## Task prompt
Rewrite the part of the records that opens with the line containing "the railroad tie." and runs through the end of the records, replacing "railroad tie" with "wooden sleeper" and leaving everything else unchanged.

## Input records
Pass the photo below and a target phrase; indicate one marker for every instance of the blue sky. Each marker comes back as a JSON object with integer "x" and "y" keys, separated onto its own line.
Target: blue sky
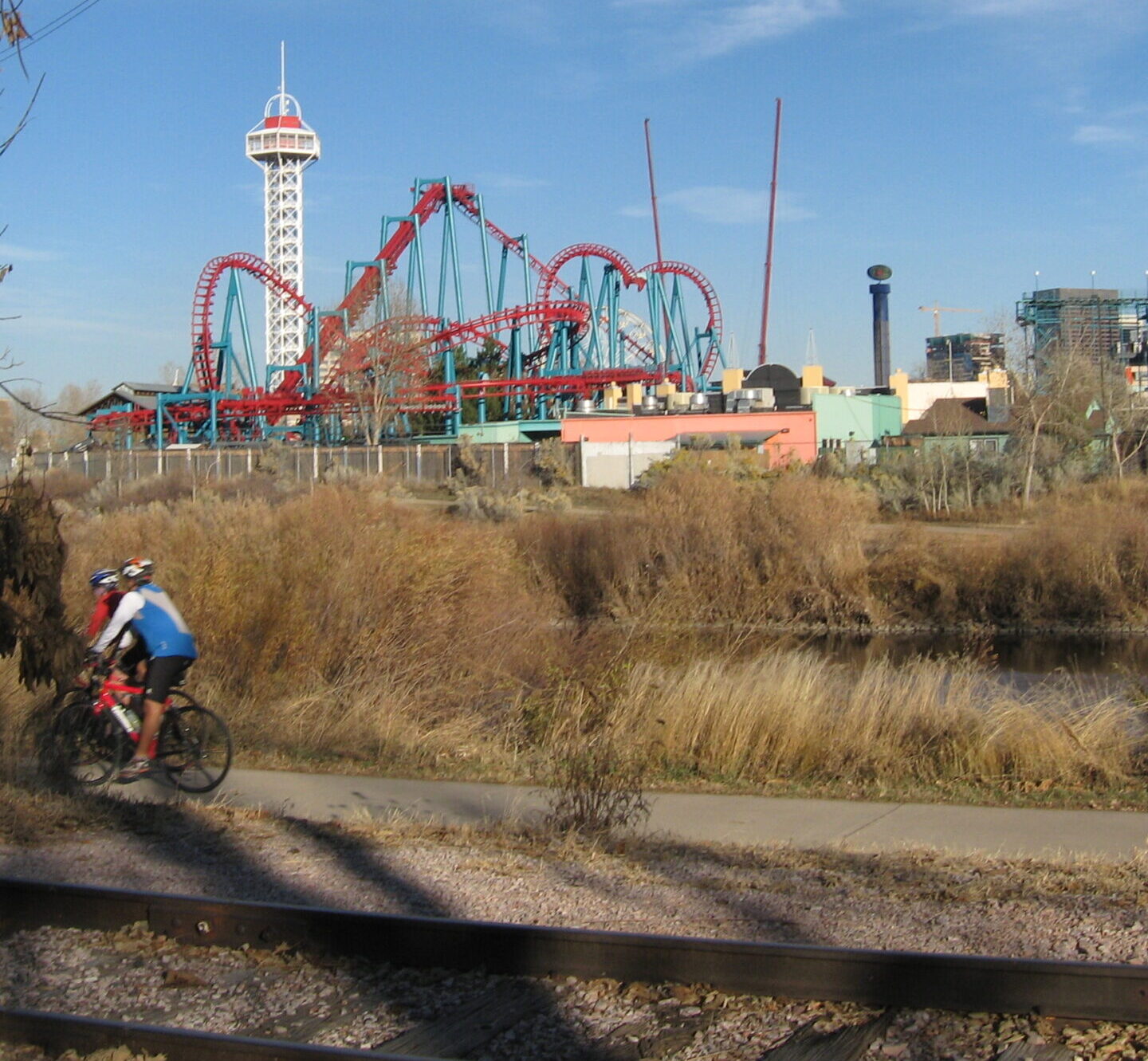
{"x": 965, "y": 143}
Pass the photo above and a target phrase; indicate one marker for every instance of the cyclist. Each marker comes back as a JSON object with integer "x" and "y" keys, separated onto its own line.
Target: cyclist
{"x": 106, "y": 589}
{"x": 164, "y": 649}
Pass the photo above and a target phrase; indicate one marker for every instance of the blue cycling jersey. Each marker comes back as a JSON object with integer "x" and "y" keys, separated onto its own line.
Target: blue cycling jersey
{"x": 154, "y": 620}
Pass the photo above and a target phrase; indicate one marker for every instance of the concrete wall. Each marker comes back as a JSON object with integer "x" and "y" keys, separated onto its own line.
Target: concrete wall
{"x": 918, "y": 398}
{"x": 619, "y": 464}
{"x": 796, "y": 438}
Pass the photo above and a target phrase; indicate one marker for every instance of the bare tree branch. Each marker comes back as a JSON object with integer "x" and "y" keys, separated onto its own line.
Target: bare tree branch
{"x": 41, "y": 410}
{"x": 23, "y": 119}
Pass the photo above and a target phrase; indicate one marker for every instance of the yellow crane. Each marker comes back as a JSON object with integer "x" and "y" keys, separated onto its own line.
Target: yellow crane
{"x": 937, "y": 310}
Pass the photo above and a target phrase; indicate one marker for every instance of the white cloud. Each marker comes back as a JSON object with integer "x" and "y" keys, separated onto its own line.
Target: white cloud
{"x": 15, "y": 253}
{"x": 722, "y": 205}
{"x": 1103, "y": 135}
{"x": 736, "y": 26}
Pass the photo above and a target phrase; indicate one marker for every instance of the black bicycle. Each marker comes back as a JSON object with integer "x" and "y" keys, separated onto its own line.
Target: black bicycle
{"x": 93, "y": 737}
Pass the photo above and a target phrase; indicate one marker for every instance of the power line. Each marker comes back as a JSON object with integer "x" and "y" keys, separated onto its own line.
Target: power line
{"x": 49, "y": 28}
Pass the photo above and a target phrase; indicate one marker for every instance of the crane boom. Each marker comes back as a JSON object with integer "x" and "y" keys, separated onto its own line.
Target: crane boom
{"x": 937, "y": 310}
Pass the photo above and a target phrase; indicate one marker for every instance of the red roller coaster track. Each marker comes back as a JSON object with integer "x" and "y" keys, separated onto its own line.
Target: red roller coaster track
{"x": 713, "y": 307}
{"x": 336, "y": 336}
{"x": 206, "y": 375}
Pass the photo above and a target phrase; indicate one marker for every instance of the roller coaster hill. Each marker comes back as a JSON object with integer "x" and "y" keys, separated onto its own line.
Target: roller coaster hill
{"x": 406, "y": 354}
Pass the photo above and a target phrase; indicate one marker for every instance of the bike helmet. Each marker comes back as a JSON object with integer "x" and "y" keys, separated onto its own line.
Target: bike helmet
{"x": 106, "y": 578}
{"x": 138, "y": 568}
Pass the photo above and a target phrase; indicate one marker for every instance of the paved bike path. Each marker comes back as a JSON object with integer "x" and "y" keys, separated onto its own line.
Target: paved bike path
{"x": 850, "y": 824}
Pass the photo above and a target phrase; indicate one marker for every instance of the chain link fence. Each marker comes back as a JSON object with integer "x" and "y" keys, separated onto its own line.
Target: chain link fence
{"x": 501, "y": 466}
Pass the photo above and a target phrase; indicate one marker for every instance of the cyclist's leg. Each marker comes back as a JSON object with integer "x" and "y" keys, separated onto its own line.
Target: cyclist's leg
{"x": 162, "y": 670}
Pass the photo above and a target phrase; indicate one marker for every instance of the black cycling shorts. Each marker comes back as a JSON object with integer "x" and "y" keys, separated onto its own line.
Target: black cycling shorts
{"x": 136, "y": 654}
{"x": 162, "y": 673}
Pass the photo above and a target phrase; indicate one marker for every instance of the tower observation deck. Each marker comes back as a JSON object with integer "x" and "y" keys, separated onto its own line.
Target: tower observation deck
{"x": 284, "y": 145}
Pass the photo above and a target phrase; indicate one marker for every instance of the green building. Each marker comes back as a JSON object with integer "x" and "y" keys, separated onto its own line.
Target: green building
{"x": 855, "y": 422}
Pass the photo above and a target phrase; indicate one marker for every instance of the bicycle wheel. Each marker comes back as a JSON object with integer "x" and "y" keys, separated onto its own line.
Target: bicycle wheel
{"x": 195, "y": 745}
{"x": 88, "y": 748}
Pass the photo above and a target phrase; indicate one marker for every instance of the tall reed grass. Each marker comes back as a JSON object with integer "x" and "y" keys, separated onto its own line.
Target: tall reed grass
{"x": 336, "y": 622}
{"x": 342, "y": 623}
{"x": 796, "y": 716}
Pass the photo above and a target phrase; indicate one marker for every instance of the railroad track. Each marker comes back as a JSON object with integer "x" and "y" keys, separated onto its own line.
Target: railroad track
{"x": 513, "y": 953}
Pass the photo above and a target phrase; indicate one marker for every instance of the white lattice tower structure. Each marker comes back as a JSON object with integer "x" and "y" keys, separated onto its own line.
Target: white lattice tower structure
{"x": 284, "y": 145}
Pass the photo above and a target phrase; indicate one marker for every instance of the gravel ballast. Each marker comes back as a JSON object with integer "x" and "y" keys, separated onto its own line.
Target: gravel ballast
{"x": 918, "y": 902}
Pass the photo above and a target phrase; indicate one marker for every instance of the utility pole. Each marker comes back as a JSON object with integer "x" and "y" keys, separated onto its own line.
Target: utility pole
{"x": 769, "y": 242}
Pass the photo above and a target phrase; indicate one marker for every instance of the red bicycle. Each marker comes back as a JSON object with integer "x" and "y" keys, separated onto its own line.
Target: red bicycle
{"x": 96, "y": 730}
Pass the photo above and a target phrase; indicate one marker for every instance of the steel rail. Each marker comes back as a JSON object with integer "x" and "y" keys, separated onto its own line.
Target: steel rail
{"x": 897, "y": 979}
{"x": 59, "y": 1032}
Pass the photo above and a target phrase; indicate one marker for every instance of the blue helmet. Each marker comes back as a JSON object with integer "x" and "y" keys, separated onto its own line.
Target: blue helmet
{"x": 106, "y": 578}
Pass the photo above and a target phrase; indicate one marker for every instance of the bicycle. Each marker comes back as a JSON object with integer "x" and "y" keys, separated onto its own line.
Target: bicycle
{"x": 93, "y": 735}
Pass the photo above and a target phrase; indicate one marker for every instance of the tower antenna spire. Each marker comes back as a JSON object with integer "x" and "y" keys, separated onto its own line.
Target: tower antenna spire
{"x": 282, "y": 145}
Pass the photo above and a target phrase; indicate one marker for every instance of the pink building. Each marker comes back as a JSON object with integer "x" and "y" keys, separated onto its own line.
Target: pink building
{"x": 784, "y": 435}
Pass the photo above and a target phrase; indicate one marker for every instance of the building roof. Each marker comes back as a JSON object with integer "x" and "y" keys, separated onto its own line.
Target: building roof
{"x": 955, "y": 417}
{"x": 141, "y": 395}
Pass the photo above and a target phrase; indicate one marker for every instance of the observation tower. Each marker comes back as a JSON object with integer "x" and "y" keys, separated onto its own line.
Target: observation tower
{"x": 284, "y": 145}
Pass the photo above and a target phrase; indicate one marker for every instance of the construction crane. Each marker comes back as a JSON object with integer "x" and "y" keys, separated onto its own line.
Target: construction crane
{"x": 937, "y": 310}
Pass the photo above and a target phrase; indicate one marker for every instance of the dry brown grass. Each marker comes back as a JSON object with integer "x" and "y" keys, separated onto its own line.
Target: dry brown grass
{"x": 704, "y": 548}
{"x": 336, "y": 622}
{"x": 338, "y": 625}
{"x": 796, "y": 716}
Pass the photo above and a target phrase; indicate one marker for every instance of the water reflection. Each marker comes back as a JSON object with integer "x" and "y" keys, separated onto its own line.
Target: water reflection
{"x": 1095, "y": 667}
{"x": 1124, "y": 656}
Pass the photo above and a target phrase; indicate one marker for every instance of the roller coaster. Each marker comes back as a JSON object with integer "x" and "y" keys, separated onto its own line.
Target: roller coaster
{"x": 401, "y": 355}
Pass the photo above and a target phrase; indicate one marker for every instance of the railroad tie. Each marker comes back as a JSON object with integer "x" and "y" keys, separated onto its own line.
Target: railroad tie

## Answer to the problem
Pass the photo above and a target phrase; indicate one marker for every instance of the wooden sleeper. Each marker comes back as a JSON object with integer "x" and "y" keys, separated onto its own line.
Target: wooden sleeper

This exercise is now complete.